At Pirelli Bicocca in Milan, workers on strike formed a ‘unitary base committee’ - completely independent of the union. As the idea of the base committee spread, so did new kinds of industrial action: sequential one-hour strikes across different departments, sit-down strikes, go-slows specifically designed to reduce productivity and strikes spread by marching from one department to another in a so-called ‘snake’. A worker at Fiat described one: ‘We set off; just the seven of us. And by the time we got to the head offices where all the staff hung out, there were about seven thousand of us! … Next time we’ll start with seven thousand and end up with seventy thousand, and that’ll be the end of Fiat.’48

The Italian Communist Party rushed to create local bargaining committees but in many plants workers rejected them, drowning out the communists with the chant ‘We are all delegates.’

At a bar outside the Fiat Mirafiori plant in Turin, students initiated a ‘worker-student assembly’. On 3 July 1969 they marched from the factory into a running battle with the police, over the issue of rent increases, chanting a slogan that could have summed up the new mood: ‘What do we want? Everything!’

The leftist group Lotta Continua summarized what the strikers themselves thought they were going through: ‘They are slowly beginning to free themselves. They are destroying constituted authority in the factory.’49

If these developments had been limited to a few hot-headed suburbs in a perennially chaotic country, they would be of curiosity value and no more. But the Italian upsurge was symptomatic of a change taking place all across the developed world; 1969 was to be just the start of a period of contagious economic struggle, which continually spilled over into political conflict and which would trigger a total rethink of the West’s economic model.

Task goal:
Set down, word for word, the part of the passage on the 1969 Italian factory strikes starting at "If these developments" and ending at "West’s economic model.".

Extracted data:
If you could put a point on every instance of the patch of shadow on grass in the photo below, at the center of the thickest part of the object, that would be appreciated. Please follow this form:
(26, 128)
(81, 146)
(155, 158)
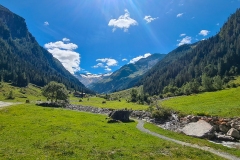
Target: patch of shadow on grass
(118, 121)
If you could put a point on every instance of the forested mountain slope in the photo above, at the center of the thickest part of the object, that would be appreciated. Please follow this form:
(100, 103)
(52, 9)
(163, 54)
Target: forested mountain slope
(127, 75)
(218, 55)
(23, 61)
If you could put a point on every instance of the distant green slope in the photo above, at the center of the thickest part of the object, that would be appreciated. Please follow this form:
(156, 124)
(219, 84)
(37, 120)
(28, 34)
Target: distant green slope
(218, 55)
(223, 103)
(127, 76)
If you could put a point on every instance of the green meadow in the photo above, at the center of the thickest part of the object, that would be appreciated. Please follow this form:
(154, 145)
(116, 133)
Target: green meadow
(31, 132)
(224, 103)
(192, 140)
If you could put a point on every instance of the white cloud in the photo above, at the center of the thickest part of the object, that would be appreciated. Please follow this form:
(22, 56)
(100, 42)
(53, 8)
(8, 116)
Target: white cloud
(107, 68)
(98, 65)
(105, 63)
(183, 34)
(185, 40)
(61, 45)
(134, 60)
(149, 19)
(204, 32)
(66, 40)
(108, 61)
(65, 54)
(179, 15)
(46, 23)
(123, 22)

Output below:
If these developments had been limited to a few hot-headed suburbs in a perennially chaotic country, they would be of curiosity value and no more. But the Italian upsurge was symptomatic of a change taking place all across the developed world; 1969 was to be just the start of a period of contagious economic struggle, which continually spilled over into political conflict and which would trigger a total rethink of the West’s economic model.